_DATA FOR PROCESSING:_

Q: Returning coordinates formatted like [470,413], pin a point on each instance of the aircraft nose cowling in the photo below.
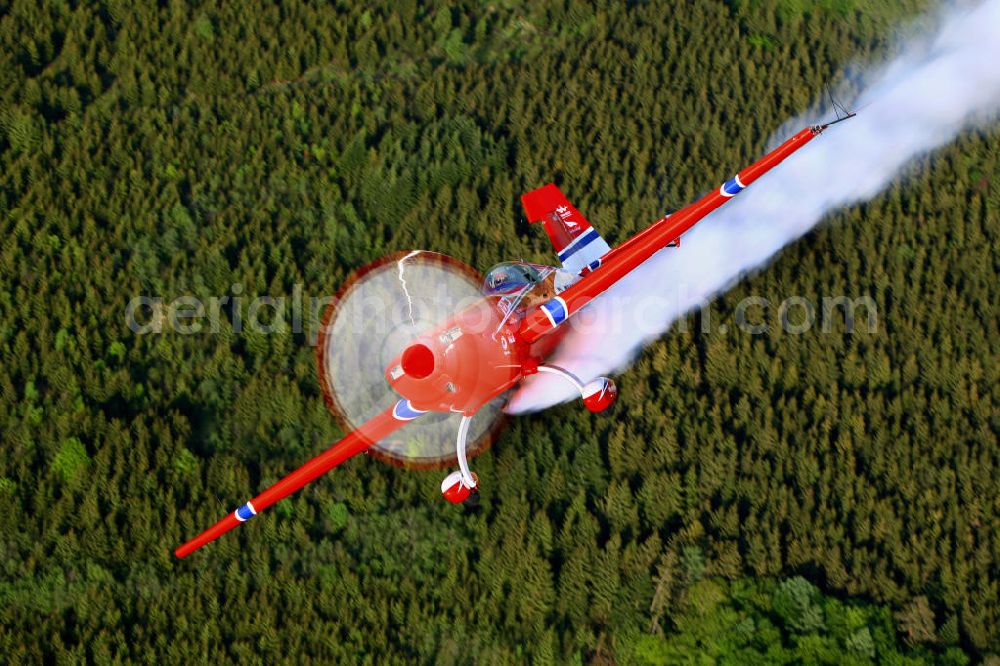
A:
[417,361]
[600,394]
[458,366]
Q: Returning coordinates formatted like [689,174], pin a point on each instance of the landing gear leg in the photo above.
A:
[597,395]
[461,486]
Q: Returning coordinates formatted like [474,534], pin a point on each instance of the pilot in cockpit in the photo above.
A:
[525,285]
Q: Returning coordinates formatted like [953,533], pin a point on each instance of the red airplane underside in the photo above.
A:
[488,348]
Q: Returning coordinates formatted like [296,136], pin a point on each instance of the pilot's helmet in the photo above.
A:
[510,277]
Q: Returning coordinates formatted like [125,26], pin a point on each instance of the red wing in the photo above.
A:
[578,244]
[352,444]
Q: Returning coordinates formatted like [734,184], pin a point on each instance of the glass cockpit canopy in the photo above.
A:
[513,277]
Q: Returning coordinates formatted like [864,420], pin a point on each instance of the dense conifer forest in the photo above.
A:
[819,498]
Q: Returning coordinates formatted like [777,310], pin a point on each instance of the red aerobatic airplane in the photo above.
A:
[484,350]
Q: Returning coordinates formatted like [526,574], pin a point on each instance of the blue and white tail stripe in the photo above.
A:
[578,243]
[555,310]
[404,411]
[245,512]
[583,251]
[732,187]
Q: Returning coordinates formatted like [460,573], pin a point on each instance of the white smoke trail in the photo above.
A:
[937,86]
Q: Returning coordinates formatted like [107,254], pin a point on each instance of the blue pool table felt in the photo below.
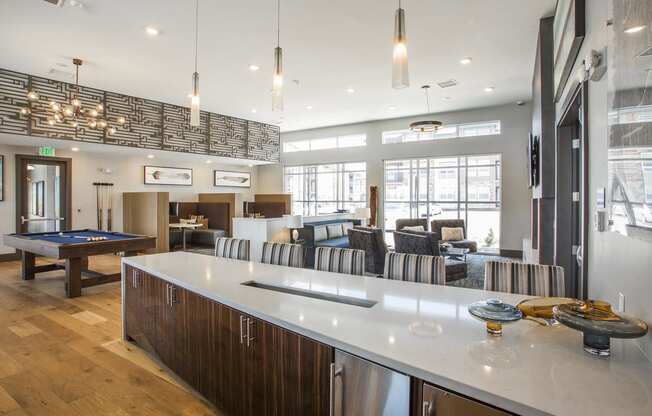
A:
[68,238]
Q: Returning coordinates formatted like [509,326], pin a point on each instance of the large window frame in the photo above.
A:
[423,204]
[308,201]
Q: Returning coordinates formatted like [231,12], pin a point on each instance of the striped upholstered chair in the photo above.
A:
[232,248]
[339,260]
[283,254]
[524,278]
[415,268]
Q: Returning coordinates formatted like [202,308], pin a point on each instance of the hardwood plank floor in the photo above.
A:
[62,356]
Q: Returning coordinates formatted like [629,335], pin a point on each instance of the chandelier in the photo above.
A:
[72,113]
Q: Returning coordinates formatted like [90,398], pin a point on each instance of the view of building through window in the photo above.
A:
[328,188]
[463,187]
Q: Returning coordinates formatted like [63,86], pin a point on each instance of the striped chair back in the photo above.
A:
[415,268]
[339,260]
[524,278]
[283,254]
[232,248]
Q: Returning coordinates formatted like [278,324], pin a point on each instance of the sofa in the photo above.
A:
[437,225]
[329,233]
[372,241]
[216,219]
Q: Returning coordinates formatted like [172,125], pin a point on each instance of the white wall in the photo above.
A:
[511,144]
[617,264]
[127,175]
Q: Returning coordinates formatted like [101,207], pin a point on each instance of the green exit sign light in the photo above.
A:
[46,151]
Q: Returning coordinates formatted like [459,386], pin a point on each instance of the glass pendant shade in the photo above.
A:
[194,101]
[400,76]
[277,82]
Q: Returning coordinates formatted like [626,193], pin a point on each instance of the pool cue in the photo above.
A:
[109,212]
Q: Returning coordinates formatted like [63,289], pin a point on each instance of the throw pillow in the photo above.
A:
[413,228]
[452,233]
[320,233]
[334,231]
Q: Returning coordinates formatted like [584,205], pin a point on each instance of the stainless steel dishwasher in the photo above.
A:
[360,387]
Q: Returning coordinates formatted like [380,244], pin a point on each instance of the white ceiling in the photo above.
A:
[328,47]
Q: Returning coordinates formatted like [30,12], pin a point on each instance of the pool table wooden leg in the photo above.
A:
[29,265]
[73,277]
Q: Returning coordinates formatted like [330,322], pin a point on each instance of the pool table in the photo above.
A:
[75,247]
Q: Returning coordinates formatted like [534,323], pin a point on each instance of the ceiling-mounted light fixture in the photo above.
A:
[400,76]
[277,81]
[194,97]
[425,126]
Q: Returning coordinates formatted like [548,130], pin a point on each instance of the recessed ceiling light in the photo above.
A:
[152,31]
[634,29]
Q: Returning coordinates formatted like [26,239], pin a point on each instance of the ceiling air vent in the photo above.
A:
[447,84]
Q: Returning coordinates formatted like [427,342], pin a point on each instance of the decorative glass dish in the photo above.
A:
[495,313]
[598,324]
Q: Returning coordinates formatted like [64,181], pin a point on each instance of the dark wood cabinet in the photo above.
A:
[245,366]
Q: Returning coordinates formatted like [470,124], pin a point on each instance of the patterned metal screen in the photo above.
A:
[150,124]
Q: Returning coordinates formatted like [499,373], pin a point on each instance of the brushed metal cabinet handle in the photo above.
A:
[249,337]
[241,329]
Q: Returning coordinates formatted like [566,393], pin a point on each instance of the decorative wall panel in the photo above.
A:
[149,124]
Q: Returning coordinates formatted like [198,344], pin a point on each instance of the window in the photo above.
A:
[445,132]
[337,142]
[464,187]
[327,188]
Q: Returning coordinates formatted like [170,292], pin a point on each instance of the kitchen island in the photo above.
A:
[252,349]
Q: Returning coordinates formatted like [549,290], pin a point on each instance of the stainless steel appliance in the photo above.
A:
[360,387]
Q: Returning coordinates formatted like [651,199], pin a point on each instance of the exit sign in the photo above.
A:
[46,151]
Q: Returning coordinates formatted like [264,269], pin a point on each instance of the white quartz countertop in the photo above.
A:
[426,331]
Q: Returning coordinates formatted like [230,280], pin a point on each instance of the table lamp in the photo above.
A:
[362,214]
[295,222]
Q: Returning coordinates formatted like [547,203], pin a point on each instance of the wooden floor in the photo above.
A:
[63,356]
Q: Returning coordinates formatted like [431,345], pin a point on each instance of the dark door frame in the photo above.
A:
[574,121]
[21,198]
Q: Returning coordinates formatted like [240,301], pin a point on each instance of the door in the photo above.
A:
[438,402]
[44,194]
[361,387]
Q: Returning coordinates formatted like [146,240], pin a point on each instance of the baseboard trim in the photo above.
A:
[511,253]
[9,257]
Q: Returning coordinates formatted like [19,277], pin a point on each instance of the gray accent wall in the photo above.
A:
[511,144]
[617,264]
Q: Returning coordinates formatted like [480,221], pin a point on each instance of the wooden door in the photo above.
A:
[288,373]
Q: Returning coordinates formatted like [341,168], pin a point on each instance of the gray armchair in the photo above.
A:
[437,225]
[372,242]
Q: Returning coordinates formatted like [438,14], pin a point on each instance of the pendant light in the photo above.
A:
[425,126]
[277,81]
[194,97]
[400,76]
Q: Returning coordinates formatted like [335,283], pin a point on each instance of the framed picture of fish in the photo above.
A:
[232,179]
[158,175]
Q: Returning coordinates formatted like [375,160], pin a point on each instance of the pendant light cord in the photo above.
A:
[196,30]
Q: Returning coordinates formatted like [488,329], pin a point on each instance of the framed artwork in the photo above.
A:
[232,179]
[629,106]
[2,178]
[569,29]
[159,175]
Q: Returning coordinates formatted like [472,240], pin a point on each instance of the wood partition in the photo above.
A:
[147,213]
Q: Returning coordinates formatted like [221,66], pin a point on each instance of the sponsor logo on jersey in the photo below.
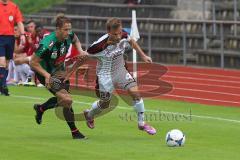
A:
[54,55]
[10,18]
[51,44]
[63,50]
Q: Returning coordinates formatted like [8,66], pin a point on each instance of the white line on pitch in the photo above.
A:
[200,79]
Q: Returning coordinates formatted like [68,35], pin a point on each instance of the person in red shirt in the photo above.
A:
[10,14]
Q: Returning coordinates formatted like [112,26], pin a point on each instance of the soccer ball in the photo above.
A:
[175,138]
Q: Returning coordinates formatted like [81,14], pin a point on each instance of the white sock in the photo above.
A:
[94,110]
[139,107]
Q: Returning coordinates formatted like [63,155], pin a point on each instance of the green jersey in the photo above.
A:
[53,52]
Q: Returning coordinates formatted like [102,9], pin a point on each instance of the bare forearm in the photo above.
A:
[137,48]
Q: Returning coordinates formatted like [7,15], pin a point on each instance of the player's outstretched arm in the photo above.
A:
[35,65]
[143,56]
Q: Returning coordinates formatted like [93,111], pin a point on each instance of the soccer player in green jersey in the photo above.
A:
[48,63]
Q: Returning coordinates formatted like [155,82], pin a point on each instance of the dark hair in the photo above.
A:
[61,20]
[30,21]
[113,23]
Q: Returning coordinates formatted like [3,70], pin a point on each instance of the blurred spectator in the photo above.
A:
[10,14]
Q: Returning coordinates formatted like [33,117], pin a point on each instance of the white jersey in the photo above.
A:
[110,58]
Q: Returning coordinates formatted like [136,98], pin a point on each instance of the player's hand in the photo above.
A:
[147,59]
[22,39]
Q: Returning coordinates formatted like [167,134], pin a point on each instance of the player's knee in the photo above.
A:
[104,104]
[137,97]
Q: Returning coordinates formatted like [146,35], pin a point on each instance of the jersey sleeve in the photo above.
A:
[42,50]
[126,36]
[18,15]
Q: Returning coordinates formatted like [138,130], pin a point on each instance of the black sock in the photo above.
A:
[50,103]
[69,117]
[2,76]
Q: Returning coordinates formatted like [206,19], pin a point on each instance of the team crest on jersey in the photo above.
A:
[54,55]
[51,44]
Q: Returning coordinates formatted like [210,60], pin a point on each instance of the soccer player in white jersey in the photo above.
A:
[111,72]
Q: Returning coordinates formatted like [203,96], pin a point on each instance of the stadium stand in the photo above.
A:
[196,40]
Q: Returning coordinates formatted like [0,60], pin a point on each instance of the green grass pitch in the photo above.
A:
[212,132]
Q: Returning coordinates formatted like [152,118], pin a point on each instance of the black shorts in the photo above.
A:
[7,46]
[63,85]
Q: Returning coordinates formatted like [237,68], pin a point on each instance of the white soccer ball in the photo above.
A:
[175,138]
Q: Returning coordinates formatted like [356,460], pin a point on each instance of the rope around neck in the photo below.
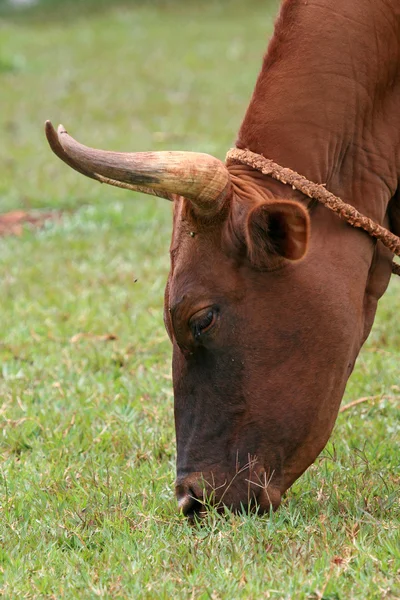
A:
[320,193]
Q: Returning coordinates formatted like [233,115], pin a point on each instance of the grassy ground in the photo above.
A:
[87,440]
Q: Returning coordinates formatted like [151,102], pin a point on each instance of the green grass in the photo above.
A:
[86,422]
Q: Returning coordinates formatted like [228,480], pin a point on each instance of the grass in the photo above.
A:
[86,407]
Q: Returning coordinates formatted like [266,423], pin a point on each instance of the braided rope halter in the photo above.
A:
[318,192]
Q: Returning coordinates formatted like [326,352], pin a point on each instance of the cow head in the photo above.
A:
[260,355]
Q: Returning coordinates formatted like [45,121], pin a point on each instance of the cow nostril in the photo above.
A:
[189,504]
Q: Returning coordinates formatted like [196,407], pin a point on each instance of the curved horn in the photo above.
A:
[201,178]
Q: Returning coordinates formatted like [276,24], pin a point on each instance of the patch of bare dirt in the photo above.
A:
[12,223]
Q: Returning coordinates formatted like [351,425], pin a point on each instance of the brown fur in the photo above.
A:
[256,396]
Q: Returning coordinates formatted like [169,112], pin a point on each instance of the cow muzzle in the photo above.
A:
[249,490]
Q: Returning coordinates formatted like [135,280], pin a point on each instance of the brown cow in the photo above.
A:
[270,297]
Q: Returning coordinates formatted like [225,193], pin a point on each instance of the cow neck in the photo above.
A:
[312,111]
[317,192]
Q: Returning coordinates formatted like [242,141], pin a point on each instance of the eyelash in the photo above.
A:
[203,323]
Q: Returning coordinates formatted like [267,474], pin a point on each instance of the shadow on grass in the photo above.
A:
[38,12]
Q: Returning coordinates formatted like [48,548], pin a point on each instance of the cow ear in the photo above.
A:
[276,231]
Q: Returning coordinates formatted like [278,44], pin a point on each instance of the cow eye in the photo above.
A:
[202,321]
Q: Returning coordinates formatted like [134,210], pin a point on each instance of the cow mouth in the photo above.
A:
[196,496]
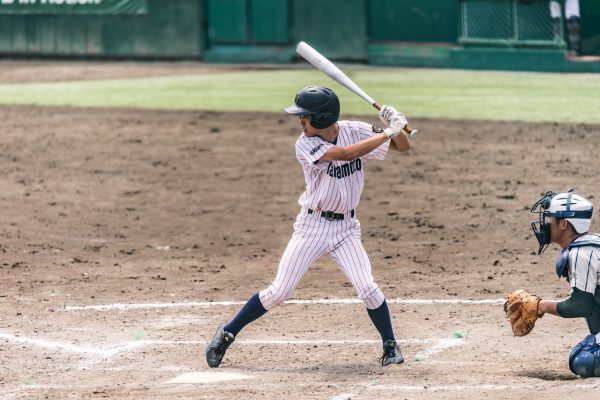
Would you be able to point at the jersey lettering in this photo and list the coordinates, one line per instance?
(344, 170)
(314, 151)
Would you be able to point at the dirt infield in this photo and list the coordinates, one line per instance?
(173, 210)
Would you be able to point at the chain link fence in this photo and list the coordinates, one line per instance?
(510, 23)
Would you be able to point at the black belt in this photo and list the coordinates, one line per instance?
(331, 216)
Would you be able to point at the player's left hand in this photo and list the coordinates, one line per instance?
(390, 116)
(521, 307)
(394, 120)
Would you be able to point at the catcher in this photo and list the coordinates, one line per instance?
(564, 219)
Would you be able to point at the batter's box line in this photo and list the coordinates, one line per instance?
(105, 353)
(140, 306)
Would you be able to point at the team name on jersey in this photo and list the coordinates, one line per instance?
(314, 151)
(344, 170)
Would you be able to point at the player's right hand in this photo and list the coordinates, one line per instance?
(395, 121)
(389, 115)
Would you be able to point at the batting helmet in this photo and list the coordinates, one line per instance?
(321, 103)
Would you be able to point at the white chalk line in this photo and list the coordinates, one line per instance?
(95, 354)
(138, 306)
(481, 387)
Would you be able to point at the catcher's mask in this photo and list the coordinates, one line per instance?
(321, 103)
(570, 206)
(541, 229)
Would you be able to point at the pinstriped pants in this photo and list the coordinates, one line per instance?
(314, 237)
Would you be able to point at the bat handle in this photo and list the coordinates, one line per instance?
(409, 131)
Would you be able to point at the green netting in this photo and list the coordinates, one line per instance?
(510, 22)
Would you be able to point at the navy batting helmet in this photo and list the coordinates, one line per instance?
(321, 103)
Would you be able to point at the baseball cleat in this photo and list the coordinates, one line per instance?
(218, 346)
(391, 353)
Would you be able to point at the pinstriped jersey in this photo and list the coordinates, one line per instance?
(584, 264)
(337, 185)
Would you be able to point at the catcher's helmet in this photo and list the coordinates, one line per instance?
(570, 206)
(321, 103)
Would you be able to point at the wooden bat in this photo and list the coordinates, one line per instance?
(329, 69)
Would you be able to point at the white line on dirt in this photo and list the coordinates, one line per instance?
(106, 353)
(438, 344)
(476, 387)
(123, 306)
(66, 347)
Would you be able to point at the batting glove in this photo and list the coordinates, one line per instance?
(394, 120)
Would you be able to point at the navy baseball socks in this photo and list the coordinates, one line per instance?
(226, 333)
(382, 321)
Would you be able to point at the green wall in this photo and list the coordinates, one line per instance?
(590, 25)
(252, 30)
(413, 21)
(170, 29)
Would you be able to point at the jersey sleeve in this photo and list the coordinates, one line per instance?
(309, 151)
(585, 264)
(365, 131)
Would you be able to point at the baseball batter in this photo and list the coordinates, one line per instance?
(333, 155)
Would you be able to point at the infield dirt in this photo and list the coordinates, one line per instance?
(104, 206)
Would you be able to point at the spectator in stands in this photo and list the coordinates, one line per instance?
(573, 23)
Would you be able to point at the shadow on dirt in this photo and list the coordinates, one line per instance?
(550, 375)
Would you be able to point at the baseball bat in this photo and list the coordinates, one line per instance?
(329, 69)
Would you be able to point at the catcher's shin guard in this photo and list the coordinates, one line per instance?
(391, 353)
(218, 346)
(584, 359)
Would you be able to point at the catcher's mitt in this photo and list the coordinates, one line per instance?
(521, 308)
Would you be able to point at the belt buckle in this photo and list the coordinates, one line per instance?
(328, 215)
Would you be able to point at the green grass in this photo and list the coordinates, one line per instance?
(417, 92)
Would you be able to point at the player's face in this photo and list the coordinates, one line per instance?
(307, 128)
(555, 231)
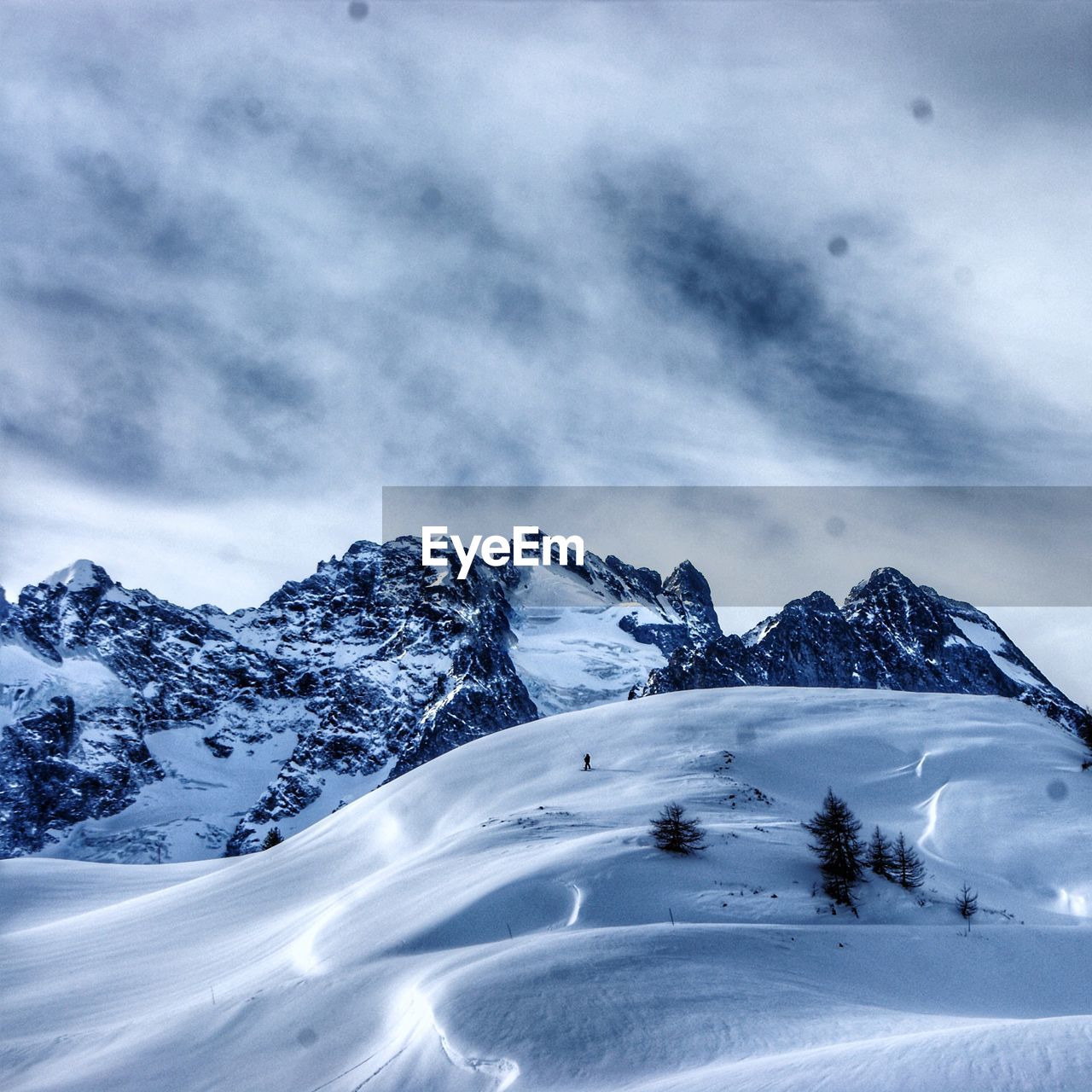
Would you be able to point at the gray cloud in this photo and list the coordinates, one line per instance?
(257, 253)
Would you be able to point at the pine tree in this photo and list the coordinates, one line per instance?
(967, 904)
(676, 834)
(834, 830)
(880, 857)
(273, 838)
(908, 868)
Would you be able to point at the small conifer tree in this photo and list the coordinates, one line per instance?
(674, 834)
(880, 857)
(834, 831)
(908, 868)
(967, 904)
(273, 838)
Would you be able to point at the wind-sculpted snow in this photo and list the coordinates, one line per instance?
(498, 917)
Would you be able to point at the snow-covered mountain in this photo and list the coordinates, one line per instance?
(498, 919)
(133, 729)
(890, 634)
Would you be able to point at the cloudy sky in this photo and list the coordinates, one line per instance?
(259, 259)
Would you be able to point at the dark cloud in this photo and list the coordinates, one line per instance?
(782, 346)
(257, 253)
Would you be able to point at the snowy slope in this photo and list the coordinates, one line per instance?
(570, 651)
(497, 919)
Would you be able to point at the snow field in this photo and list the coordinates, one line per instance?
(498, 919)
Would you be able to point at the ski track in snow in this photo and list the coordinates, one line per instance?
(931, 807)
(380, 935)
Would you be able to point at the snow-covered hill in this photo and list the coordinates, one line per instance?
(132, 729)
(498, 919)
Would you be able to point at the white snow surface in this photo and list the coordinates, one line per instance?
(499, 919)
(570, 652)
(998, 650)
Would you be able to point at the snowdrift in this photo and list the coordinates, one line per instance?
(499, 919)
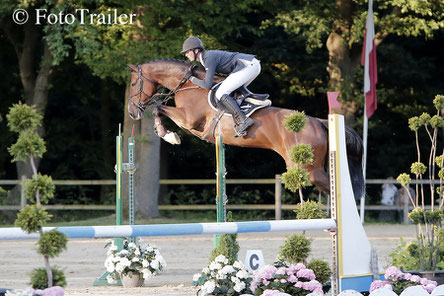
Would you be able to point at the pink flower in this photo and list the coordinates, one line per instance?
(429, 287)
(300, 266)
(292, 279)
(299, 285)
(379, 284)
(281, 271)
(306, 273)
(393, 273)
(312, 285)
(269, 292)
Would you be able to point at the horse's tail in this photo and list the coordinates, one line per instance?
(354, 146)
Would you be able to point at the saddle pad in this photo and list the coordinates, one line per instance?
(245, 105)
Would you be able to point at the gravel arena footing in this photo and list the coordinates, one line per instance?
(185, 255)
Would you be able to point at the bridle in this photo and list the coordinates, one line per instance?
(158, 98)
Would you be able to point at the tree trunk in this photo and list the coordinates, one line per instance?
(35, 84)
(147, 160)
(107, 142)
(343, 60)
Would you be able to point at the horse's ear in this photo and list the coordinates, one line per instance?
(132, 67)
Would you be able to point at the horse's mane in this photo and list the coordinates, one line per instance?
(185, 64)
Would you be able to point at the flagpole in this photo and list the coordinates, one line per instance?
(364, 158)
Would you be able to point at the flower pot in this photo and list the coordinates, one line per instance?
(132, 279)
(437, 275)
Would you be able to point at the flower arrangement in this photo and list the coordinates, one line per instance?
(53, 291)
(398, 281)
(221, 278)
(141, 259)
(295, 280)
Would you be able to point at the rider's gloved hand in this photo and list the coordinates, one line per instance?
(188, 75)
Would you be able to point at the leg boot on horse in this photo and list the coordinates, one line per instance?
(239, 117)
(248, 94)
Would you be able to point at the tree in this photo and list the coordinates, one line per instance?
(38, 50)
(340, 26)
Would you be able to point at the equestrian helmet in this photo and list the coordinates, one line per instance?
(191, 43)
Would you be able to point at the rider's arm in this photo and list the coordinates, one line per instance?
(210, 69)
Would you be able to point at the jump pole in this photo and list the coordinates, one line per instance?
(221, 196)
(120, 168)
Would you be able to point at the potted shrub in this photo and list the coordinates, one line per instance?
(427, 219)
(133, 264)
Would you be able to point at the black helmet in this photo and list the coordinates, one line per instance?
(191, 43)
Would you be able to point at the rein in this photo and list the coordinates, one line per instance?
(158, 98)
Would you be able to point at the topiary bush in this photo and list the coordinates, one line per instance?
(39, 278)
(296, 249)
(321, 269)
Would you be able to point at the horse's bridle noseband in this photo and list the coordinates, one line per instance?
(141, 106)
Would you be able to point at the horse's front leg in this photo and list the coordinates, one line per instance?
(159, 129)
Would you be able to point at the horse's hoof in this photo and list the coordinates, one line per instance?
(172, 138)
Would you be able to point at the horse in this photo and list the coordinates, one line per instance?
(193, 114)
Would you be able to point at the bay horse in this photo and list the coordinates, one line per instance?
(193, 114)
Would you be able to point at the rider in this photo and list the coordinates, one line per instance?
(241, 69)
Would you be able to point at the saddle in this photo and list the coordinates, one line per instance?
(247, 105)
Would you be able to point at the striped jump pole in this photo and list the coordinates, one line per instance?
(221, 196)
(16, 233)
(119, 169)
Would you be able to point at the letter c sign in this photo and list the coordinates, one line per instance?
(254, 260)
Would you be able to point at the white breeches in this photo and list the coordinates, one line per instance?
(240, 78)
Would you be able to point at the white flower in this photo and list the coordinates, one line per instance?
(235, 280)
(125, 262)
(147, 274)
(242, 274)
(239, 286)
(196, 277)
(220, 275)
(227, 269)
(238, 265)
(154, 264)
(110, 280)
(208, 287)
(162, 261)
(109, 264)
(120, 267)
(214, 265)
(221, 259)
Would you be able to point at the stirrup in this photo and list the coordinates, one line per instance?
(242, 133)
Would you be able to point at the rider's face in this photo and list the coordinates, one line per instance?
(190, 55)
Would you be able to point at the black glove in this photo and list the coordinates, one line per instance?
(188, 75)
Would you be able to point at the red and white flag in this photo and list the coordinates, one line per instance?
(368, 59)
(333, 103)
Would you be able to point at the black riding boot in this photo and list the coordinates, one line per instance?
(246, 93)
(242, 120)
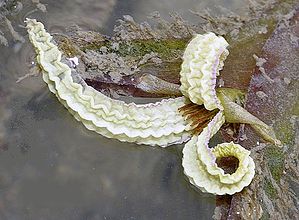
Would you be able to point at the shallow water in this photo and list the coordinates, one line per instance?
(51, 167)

_BRIEF:_
When a line in the data contains "framed", return it as written.

_ANSWER SPACE:_
Q: Returning coordinates formatted like [335,283], pin a point on each instance of the framed picture of fish in the photo above.
Q: Returning coordinates formatted like [488,329], pin a point on each instance of the framed artwork in the photo above.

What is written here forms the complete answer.